=== What is required ===
Copy out the entries verbatim, starting with the line that contains "of the stack" and ending with the line that contains "of the cookie.", both included.

=== Data provided ===
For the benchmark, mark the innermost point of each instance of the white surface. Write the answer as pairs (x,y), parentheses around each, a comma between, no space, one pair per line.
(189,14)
--
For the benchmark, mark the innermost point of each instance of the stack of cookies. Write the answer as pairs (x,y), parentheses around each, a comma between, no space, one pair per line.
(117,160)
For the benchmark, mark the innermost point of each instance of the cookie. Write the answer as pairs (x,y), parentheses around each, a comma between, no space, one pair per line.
...
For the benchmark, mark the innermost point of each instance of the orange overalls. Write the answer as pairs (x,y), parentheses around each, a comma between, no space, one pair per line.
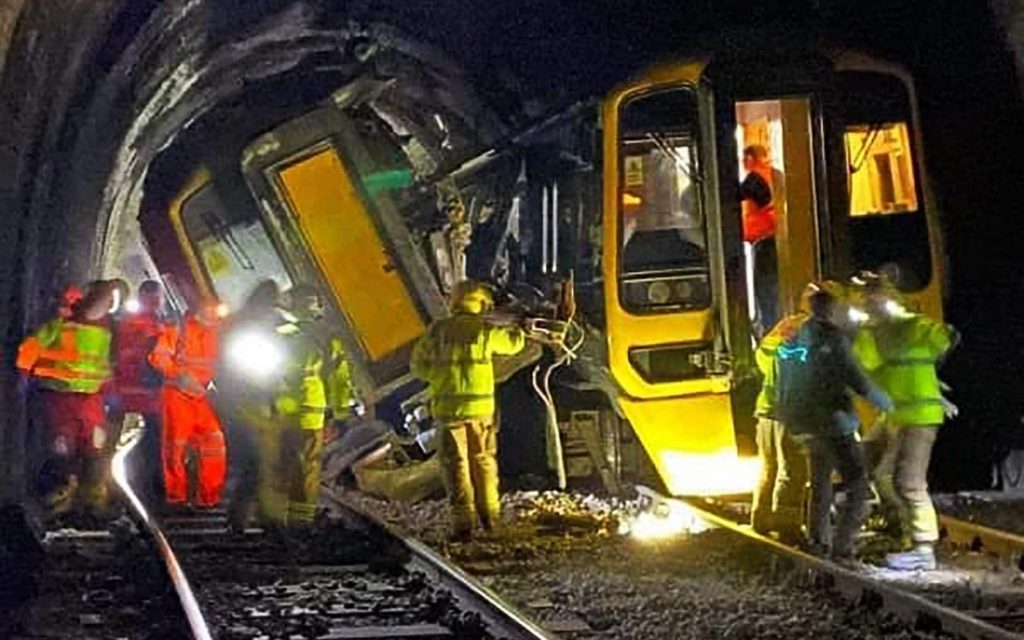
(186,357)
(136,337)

=== Task output ===
For the benchmark, mark the innermost point of each instance of the stack of cookies. Write the answer as pairs (x,y), parentheses around each, a comma between, no space, one pair per line.
(117,160)
For the benchmark, mark the innermost point of each instance of the cookie. Write the answer as pairs (x,y), parentheses around each, a comma between, no space, one pair per line.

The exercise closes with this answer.